TASK STATEMENT ▸ Check every line of the data below for the word "kitten". Copy the ones that have it.

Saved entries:
*** Block opens ***

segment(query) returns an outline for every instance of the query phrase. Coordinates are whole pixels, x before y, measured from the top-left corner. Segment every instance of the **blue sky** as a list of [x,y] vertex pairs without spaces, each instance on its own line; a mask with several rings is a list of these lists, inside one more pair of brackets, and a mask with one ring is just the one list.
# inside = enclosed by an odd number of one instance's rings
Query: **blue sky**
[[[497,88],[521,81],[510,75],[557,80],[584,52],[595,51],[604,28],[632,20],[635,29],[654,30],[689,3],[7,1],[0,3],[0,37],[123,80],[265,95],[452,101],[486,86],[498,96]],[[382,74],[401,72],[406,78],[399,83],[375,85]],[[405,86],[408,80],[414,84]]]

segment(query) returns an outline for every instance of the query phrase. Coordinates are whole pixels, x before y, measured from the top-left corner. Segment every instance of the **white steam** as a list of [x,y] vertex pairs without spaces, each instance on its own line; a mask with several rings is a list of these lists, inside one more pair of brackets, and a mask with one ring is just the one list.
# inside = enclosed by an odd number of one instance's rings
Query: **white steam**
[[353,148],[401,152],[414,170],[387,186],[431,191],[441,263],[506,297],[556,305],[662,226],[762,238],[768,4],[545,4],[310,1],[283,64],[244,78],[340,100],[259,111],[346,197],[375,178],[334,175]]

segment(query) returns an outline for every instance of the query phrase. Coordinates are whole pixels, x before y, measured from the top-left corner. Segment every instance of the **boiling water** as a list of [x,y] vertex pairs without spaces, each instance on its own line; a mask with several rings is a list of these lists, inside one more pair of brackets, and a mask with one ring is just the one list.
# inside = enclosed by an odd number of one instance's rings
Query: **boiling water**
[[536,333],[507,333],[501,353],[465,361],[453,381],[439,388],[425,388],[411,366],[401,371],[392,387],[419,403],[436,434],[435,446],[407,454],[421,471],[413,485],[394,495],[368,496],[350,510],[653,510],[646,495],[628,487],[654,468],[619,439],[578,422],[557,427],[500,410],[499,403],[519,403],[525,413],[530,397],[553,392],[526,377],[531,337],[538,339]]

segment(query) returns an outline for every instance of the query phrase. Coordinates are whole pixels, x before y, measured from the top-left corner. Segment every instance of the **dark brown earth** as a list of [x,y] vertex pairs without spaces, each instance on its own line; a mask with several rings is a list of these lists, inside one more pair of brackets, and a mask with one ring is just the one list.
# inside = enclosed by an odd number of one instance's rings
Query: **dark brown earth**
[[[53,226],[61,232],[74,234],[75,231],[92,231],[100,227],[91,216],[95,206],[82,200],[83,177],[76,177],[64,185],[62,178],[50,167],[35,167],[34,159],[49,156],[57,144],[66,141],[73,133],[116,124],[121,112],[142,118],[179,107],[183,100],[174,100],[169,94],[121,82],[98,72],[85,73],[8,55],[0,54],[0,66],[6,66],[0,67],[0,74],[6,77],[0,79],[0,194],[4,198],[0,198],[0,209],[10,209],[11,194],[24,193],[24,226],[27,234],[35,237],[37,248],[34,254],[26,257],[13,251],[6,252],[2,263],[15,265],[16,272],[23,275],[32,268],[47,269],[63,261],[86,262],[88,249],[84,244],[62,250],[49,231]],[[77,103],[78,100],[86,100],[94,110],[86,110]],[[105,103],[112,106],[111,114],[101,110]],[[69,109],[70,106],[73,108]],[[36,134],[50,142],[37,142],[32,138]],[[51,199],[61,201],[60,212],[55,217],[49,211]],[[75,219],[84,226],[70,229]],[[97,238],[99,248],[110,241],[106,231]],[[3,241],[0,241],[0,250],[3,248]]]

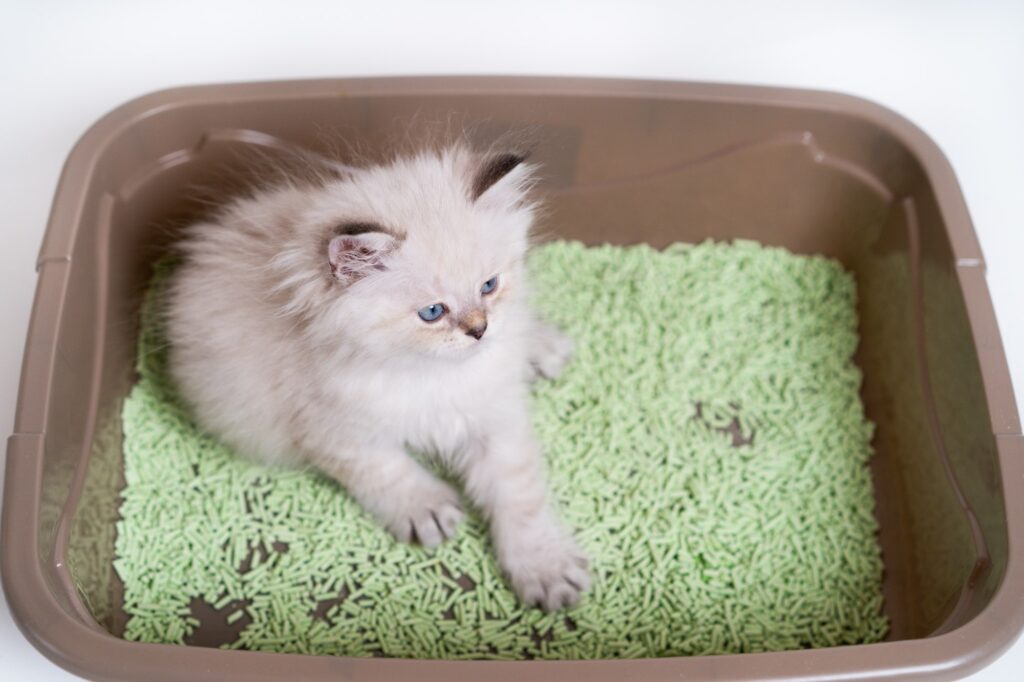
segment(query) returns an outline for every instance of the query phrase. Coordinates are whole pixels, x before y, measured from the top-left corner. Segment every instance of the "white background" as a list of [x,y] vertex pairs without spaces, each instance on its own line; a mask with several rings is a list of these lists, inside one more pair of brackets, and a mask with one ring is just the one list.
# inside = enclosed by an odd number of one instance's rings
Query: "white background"
[[[58,174],[93,121],[175,85],[456,73],[802,86],[895,109],[952,161],[1014,384],[1024,387],[1021,0],[2,0],[0,432],[13,425],[34,261]],[[21,637],[3,602],[0,663],[6,679],[73,679]],[[1024,641],[972,679],[1019,680],[1022,671]]]

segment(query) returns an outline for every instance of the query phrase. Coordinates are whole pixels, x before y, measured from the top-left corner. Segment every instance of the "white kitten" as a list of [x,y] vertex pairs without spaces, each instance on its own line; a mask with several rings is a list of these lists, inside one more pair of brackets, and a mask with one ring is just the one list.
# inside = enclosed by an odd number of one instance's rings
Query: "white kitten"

*** Block closes ***

TASK OUTPUT ▸
segment(query) returns an outline for every instance of the query phrase. Coordinates are whole pixels, x before y, measured from the top-left corner. Segment every instance of the "white kitten" as a list of [x,y] vertex pairs without spaces, each instance on its own line; a mask with several rings is a list of these lists, inside one more pair of brackets, and a mask with one ring is just the one list.
Query: "white kitten"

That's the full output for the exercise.